» **What you need to do**
Format everything below from the line containing "Flag each column" down to the line containing "left=262, top=330, right=344, bottom=366", both included, as a numbered list with blank lines left out.
START Provided material
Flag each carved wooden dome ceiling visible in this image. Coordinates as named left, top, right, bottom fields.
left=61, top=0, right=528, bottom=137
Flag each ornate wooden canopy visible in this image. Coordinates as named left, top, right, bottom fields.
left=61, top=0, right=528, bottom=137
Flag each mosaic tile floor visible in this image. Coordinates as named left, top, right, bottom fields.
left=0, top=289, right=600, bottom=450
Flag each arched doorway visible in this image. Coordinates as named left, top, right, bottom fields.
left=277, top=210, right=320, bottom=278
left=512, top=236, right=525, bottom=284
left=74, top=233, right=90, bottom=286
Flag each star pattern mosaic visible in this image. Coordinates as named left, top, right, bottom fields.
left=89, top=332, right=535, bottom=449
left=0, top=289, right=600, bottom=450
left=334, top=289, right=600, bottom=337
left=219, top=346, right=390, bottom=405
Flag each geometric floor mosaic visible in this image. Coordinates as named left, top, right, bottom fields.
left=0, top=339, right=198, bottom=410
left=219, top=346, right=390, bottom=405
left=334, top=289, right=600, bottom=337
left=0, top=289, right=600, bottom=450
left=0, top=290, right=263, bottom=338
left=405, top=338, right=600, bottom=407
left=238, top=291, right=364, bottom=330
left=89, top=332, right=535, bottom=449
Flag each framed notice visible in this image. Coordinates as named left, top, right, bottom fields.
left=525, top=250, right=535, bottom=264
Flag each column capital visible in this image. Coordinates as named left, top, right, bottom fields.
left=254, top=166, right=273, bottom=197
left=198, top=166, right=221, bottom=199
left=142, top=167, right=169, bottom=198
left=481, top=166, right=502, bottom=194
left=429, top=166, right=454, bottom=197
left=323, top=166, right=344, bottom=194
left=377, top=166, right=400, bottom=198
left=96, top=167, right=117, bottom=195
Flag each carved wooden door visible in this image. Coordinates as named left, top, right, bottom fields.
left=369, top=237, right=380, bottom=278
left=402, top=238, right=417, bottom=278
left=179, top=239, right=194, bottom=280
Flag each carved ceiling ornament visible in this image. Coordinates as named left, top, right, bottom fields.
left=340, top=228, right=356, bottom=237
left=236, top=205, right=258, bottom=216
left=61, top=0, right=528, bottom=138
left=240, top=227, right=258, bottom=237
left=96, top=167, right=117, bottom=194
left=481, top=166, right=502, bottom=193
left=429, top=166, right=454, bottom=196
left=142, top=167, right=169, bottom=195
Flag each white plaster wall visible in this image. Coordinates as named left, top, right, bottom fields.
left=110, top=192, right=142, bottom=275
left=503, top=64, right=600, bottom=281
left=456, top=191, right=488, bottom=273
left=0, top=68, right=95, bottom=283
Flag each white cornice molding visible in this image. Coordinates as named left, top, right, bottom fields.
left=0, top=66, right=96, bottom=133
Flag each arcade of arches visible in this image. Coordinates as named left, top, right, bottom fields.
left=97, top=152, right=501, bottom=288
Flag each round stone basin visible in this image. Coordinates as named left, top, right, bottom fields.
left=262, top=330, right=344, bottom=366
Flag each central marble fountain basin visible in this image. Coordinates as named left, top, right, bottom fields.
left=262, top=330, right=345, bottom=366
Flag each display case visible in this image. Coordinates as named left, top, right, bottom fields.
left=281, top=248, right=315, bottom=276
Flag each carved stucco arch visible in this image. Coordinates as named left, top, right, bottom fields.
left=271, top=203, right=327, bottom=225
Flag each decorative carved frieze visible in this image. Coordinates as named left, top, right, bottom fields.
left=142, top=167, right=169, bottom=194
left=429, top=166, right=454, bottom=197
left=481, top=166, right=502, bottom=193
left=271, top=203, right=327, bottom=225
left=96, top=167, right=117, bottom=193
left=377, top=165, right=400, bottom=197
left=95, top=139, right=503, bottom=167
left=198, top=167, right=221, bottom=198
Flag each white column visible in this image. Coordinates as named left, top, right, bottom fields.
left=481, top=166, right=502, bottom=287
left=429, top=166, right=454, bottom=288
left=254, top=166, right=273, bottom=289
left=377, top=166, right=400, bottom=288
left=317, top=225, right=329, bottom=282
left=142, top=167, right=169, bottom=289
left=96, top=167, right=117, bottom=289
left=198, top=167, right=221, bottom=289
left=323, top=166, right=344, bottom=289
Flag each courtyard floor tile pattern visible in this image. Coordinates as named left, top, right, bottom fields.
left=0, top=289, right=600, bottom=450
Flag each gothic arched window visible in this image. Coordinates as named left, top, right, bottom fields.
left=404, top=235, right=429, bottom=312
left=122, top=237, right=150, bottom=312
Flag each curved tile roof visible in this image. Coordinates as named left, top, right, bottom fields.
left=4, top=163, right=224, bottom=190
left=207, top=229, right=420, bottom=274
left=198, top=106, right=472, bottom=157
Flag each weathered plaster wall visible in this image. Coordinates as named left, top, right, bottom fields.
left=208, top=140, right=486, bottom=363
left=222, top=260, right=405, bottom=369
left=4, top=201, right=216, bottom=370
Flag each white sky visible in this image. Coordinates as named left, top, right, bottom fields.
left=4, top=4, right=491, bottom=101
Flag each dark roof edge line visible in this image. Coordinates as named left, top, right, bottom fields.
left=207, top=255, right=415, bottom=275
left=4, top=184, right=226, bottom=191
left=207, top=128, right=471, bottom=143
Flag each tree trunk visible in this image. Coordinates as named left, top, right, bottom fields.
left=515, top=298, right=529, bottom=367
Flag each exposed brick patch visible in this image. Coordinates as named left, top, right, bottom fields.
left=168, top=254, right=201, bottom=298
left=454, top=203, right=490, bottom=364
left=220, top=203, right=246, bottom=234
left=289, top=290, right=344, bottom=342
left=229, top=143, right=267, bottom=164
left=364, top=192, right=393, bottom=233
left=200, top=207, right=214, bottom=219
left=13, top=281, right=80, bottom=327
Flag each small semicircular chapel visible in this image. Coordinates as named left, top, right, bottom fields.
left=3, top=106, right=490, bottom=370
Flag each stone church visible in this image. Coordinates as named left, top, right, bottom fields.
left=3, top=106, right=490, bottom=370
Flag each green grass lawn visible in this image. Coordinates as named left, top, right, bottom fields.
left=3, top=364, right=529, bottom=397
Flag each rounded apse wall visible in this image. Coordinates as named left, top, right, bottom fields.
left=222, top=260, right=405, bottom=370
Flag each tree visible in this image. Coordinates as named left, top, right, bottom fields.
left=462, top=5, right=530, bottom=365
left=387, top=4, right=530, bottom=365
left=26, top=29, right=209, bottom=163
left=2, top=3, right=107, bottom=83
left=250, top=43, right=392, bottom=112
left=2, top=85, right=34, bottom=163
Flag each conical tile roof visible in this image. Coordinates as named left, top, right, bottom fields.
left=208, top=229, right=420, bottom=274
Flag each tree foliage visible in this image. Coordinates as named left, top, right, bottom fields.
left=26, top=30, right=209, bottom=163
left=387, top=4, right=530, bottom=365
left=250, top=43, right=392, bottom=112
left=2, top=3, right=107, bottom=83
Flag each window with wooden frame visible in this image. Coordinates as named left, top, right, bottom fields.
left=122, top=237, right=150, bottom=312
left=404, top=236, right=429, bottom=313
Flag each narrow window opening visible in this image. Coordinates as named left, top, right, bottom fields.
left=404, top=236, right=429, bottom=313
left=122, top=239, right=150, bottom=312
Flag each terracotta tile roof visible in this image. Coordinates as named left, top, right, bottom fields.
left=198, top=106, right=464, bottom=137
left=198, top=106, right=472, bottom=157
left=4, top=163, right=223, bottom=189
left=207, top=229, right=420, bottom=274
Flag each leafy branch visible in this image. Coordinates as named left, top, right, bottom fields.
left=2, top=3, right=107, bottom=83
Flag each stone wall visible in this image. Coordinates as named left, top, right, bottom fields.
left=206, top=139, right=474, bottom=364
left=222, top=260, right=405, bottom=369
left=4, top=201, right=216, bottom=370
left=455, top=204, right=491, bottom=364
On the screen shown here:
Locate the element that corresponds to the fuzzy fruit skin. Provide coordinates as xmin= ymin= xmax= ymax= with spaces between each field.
END Provided material
» **Exercise output**
1. Flag each column capital visible in this image. Coordinates as named left, top, right, bottom fields.
2. left=254, top=166, right=273, bottom=197
3. left=198, top=166, right=221, bottom=199
4. left=142, top=167, right=169, bottom=198
5. left=481, top=166, right=502, bottom=194
6. left=429, top=166, right=454, bottom=197
7. left=323, top=166, right=344, bottom=194
8. left=377, top=166, right=400, bottom=198
9. left=96, top=167, right=117, bottom=195
10. Flag each carved wooden door visible in this image. Coordinates as named left, top, right, bottom fields.
11. left=369, top=237, right=380, bottom=278
12. left=402, top=238, right=417, bottom=278
13. left=179, top=239, right=194, bottom=280
14. Flag each carved ceiling ornament visible in this image. Coordinates as named left, top, right, bottom fields.
15. left=340, top=228, right=356, bottom=237
16. left=236, top=205, right=258, bottom=216
17. left=61, top=0, right=528, bottom=138
18. left=240, top=227, right=258, bottom=237
19. left=96, top=167, right=117, bottom=194
20. left=481, top=166, right=502, bottom=193
21. left=429, top=166, right=454, bottom=196
22. left=142, top=167, right=169, bottom=195
23. Flag each white plaster wall visible in this image. Coordinates as named left, top, right, bottom fields.
24. left=110, top=192, right=142, bottom=275
25. left=503, top=64, right=600, bottom=281
26. left=456, top=191, right=488, bottom=273
27. left=0, top=68, right=95, bottom=283
28. Flag each white cornice molding visible in this image. Coordinates as named left, top, right, bottom fields.
29. left=0, top=66, right=96, bottom=133
30. Flag each arcade of arches visible in this image. Coordinates as named left, top, right, bottom fields.
31. left=97, top=152, right=501, bottom=288
32. Flag each round stone basin visible in this image. Coordinates as named left, top, right, bottom fields.
33. left=262, top=330, right=344, bottom=366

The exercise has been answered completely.